**YOUR TASK**
Find every line in the data below that contains the string "outline" and copy each of those lines. Matching is case-sensitive.
[start STORED ROWS]
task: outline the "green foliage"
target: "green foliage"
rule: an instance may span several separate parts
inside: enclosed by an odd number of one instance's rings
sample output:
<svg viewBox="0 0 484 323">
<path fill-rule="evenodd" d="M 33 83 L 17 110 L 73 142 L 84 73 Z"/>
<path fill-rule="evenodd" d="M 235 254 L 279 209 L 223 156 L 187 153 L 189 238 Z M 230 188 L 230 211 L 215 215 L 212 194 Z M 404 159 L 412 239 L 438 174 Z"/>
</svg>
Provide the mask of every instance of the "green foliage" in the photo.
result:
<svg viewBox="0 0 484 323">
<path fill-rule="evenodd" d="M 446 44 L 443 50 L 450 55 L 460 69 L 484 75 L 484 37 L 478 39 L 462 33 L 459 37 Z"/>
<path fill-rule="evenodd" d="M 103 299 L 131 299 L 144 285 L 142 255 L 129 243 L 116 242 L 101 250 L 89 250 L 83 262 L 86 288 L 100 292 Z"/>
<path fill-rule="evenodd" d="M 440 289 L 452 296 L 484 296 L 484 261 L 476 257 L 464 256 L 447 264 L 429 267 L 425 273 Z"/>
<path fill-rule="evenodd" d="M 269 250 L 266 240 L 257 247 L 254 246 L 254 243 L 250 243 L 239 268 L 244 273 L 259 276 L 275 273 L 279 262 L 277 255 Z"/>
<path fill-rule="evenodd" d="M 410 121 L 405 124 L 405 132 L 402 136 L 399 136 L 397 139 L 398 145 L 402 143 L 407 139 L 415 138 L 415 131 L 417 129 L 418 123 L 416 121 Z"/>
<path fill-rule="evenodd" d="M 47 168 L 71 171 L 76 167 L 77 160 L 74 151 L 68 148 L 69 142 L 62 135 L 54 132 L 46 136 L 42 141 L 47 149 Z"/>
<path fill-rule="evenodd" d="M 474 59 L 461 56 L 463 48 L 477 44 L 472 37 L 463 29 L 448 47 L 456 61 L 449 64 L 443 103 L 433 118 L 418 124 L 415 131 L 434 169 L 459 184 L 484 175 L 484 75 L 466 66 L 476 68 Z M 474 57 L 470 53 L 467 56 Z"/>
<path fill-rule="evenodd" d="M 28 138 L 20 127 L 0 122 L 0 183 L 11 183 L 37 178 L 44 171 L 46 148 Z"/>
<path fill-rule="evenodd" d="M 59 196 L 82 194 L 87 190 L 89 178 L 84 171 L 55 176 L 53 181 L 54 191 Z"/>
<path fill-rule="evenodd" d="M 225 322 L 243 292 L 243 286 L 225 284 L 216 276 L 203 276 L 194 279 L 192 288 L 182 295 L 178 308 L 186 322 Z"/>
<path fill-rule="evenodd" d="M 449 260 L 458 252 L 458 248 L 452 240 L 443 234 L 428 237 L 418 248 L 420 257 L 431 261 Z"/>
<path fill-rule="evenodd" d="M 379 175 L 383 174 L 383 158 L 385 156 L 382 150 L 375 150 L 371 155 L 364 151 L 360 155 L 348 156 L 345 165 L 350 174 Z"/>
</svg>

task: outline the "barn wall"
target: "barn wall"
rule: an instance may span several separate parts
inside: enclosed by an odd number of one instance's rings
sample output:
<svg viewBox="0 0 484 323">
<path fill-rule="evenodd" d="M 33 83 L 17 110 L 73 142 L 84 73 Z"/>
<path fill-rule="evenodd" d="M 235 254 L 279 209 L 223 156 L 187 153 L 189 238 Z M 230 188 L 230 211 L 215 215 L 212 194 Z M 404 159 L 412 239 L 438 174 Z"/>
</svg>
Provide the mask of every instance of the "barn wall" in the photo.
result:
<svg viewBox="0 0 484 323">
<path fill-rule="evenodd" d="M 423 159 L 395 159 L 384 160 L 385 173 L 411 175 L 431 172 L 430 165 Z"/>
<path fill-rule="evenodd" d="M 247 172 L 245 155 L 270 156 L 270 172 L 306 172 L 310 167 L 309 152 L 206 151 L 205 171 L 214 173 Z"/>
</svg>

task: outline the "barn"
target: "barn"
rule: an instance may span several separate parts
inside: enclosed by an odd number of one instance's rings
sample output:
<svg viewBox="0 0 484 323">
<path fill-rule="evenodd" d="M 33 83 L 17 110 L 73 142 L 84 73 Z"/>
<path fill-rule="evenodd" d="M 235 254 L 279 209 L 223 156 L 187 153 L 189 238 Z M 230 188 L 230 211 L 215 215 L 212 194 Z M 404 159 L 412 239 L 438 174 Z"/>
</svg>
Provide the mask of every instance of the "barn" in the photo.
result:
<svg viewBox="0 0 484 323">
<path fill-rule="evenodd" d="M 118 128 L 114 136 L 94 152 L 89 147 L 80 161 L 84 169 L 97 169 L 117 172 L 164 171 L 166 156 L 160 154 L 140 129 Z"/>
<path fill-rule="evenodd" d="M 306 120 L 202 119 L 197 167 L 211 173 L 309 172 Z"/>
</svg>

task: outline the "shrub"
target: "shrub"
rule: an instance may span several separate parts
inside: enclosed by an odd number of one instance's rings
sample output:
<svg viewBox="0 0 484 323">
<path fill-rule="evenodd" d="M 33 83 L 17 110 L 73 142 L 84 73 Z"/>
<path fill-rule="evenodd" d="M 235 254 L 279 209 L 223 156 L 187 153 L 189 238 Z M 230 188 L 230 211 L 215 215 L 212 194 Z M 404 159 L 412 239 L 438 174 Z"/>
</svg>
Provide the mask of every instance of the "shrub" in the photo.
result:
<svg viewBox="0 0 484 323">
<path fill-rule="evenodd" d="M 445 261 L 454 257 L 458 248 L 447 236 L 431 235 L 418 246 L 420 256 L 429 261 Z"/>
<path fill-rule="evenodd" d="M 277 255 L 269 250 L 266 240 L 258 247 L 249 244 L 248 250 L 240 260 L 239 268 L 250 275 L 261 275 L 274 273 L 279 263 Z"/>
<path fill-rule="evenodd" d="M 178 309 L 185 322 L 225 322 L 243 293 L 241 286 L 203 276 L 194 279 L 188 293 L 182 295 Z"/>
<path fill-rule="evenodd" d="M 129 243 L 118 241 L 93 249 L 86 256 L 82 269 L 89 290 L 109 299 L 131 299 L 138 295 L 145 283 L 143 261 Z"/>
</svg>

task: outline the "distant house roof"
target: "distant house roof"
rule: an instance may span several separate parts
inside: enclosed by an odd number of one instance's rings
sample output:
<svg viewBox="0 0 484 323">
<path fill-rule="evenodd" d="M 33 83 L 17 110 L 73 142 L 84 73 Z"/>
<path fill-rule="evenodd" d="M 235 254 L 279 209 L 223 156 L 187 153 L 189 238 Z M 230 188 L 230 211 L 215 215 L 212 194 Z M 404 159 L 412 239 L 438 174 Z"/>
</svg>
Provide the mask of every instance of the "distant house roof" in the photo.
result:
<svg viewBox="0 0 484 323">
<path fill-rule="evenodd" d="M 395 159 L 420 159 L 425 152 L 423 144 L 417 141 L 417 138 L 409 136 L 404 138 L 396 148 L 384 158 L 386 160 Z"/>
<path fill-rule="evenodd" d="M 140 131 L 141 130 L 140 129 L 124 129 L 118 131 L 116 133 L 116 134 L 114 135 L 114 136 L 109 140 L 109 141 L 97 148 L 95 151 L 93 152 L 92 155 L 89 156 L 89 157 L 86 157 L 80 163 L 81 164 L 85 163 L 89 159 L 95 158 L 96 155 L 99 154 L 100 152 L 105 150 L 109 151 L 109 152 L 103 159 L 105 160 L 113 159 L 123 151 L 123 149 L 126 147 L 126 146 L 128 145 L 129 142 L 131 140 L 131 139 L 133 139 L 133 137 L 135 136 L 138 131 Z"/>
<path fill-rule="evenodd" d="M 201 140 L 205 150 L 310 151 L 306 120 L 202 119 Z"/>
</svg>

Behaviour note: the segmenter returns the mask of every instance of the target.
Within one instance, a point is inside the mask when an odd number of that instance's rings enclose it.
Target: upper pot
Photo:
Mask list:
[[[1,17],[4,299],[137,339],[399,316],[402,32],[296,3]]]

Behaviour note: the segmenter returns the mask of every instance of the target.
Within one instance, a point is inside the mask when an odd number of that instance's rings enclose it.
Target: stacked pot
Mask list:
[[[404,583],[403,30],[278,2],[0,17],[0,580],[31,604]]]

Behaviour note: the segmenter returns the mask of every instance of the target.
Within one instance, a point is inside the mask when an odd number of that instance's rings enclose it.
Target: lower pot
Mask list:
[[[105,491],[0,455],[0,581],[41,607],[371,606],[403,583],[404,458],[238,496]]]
[end STORED ROWS]
**RESULT OF THIS TASK**
task: outline the "green foliage"
task: outline the "barn wall"
task: outline the "barn"
task: outline the "shrub"
task: outline the "distant house roof"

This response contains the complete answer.